* [TEXT PASSAGE]
Bjørn Kulseth – vocals & guitars
Stein Kulseth – vocals, piano, accordion, guitar & mandolin
Odd Eirik Fleischer – bass & vocals
Per Ivar Stræte – drums
Arnfinn Tørrisen – guitars (1991– present)
Stein Ramberg – guitars (1988–1989)
Bjørn Gulliksen – vocals & guitars (1987–88)
In the fall of 1987, Bjørn Kulseth was waiting for the release of his first solo album Away, recorded in England that summer and due for release under the "project name" Hi-Yo Silver! in March 1988 . Having broken up The Act in January 1987 after four years of regular gig playing, he was now yearning to get back on stage.
So initially just to have some fun and play a few gigs, Kulseth rounded up his younger brother Stein and the rhythm section they had played with while growing up in Flisa, a rural village close to the deep forests by the Swedish border. The last recruit was Bjørn Gulliksen, the front man of The Ramblers from Kongsberg who were also handled by Kulseth's manager.
From the very first show – playing mostly pub rock classics and a few new originals by the Kulseth brothers – the response was strong. As word got around that the guy from The Act had a new band with three frontmen, offers for gigs started coming in. So when his more pop oriented solo album bombed – great reviews and close to zero sales – Bjørn Kulseth just kept on gigging with The Contenders and writing new songs with his brother.

* [TASKS FOR THIS EXERCISE]
1. Answer the following questions using the passage on The Contenders.
(a) Which instruments does Stein Kulseth play?
(b) Under what project name was the album Away due for release?
(c) Bjørn Gulliksen was the front man of which band?
2. Write the text that follows the final sentence of the passage on The Contenders.

* [INFORMATION PROVIDED]
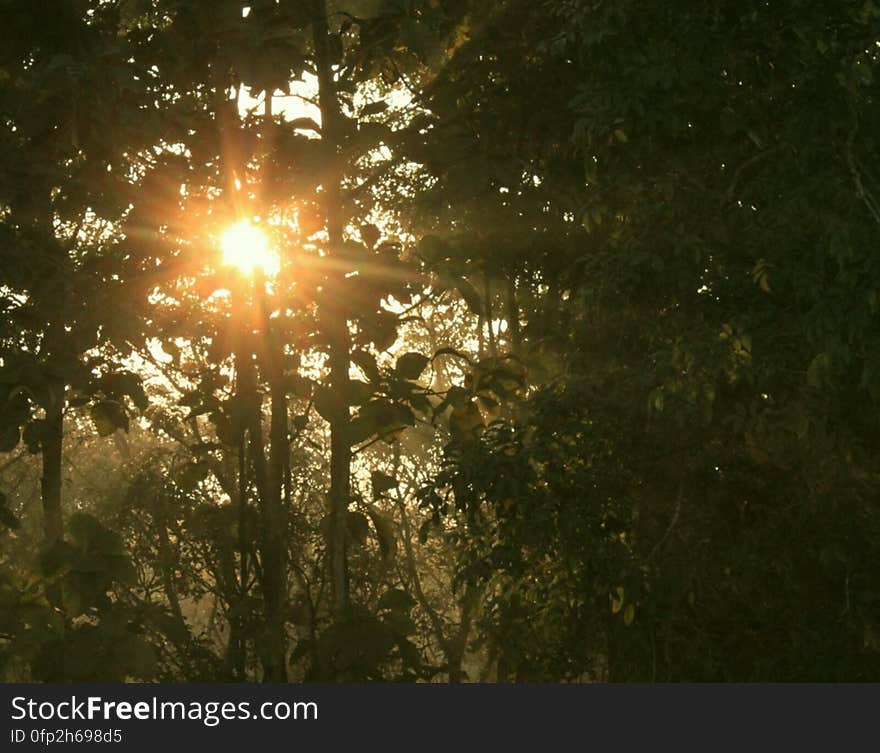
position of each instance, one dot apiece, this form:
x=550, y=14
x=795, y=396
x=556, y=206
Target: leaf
x=411, y=365
x=366, y=363
x=329, y=404
x=384, y=533
x=396, y=600
x=374, y=108
x=471, y=296
x=108, y=416
x=192, y=474
x=357, y=527
x=305, y=124
x=370, y=235
x=465, y=420
x=381, y=483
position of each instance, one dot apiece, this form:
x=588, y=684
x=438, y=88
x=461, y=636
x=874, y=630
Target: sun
x=247, y=248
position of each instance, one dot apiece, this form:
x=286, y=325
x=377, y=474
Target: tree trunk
x=50, y=479
x=334, y=322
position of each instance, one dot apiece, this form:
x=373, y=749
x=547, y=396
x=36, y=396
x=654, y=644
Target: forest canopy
x=409, y=340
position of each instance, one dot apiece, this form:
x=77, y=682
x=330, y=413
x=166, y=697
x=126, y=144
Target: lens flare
x=247, y=248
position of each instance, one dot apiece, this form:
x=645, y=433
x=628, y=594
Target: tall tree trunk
x=273, y=520
x=334, y=321
x=50, y=479
x=513, y=327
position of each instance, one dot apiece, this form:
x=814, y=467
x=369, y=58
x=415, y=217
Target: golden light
x=247, y=248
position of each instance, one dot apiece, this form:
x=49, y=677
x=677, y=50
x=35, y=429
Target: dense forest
x=439, y=340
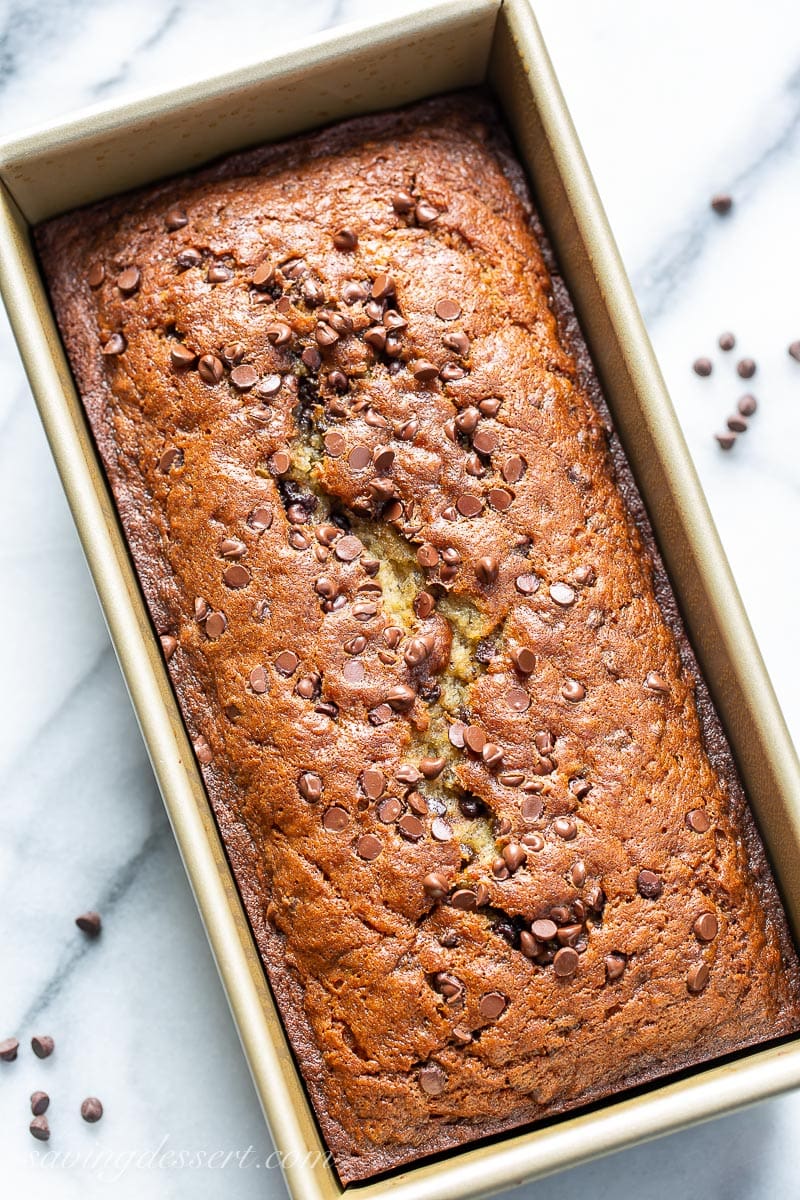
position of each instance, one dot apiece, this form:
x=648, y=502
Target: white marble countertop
x=673, y=102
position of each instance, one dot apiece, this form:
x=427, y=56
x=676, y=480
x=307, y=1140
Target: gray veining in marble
x=673, y=103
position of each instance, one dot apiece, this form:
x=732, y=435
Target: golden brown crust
x=462, y=954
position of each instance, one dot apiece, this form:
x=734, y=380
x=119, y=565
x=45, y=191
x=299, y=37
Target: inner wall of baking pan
x=653, y=442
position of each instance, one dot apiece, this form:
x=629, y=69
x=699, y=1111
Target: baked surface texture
x=480, y=809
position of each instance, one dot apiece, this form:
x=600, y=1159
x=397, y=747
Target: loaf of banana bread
x=480, y=809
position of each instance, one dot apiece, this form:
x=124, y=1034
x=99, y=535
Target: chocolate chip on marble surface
x=89, y=923
x=42, y=1045
x=368, y=846
x=113, y=346
x=91, y=1110
x=128, y=281
x=8, y=1049
x=40, y=1128
x=705, y=927
x=698, y=978
x=649, y=885
x=175, y=219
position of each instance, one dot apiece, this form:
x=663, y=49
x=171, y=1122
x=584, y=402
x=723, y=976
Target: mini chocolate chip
x=518, y=700
x=114, y=346
x=244, y=377
x=698, y=821
x=40, y=1128
x=656, y=683
x=705, y=927
x=91, y=1110
x=346, y=239
x=310, y=785
x=175, y=219
x=368, y=846
x=426, y=214
x=493, y=1005
x=487, y=570
x=698, y=977
x=566, y=961
x=335, y=819
x=527, y=585
x=432, y=1080
x=573, y=691
x=447, y=309
x=181, y=358
x=435, y=886
x=215, y=625
x=128, y=281
x=614, y=966
x=8, y=1048
x=649, y=885
x=89, y=923
x=563, y=594
x=42, y=1047
x=425, y=371
x=210, y=370
x=721, y=203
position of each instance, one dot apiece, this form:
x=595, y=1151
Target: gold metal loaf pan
x=445, y=46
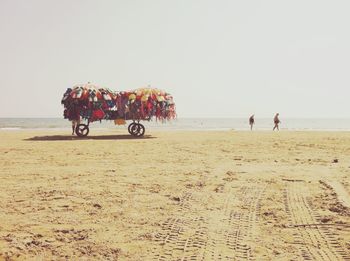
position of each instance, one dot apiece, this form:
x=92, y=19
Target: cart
x=92, y=103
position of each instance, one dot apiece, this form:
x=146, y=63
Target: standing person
x=277, y=121
x=75, y=118
x=251, y=122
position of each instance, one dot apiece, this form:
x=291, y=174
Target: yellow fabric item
x=119, y=122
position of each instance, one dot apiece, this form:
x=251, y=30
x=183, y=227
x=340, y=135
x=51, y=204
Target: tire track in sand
x=221, y=231
x=316, y=242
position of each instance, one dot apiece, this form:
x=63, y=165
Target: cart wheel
x=130, y=127
x=138, y=130
x=82, y=130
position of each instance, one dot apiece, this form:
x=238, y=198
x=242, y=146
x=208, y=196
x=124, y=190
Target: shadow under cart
x=135, y=128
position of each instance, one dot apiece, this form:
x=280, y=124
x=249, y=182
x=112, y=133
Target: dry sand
x=175, y=196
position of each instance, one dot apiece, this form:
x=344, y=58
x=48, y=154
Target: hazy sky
x=218, y=58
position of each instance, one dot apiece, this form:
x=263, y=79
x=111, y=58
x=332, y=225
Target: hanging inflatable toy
x=93, y=103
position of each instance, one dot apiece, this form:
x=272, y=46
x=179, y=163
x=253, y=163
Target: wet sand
x=224, y=195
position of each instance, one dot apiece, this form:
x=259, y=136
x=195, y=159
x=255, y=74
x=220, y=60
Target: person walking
x=251, y=122
x=277, y=121
x=75, y=118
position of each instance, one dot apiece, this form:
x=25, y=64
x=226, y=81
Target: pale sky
x=218, y=58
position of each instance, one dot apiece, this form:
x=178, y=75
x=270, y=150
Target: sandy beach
x=224, y=195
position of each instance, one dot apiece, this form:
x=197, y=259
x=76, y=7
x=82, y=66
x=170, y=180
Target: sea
x=204, y=124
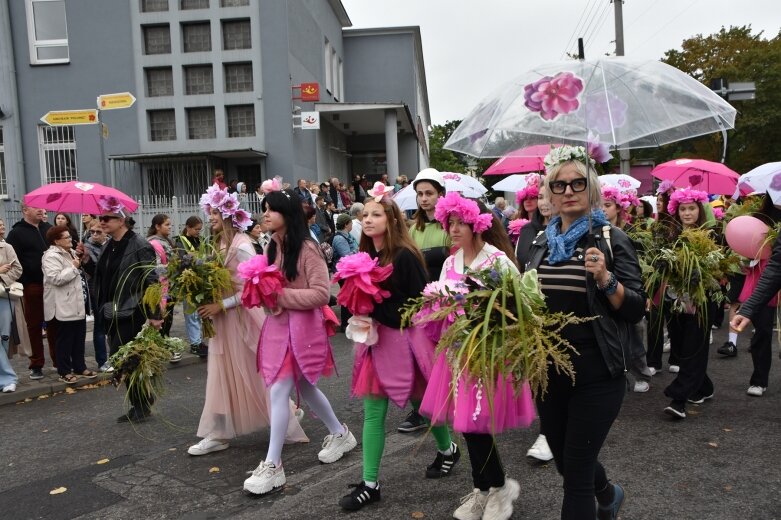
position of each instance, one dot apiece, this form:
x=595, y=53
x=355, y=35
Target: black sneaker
x=412, y=423
x=677, y=409
x=360, y=496
x=728, y=349
x=443, y=464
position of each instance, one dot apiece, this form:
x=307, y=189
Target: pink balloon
x=745, y=236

* [ANSWER LIST]
1.
(a) Vocals, piano, accordion, guitar and mandolin.
(b) Hi-Yo Silver!
(c) The Ramblers from Kongsberg.

2.
After a few months, Bjørn Gulliksen found two bands to be one too many and was replaced by lead guitarist Stein Ramberg, who had played with Bjørn Kulseth in The Act in 1984.
In the spring of 1988, The Contenders started a residency at Cruise Café, Oslo's main venue for Americana music. Every week the band invited other Norwegian performers they respected as special guests: Singers like Trond Granlund, Henning Kvitnes, Jan Dahlen and Pål Andreassen. On the back of this residency, The Contenders were hired to back US singer-songwriter Steve Young (best known for Eagles' cover of his song "Seven Bridges Road") on a Norwegian tour.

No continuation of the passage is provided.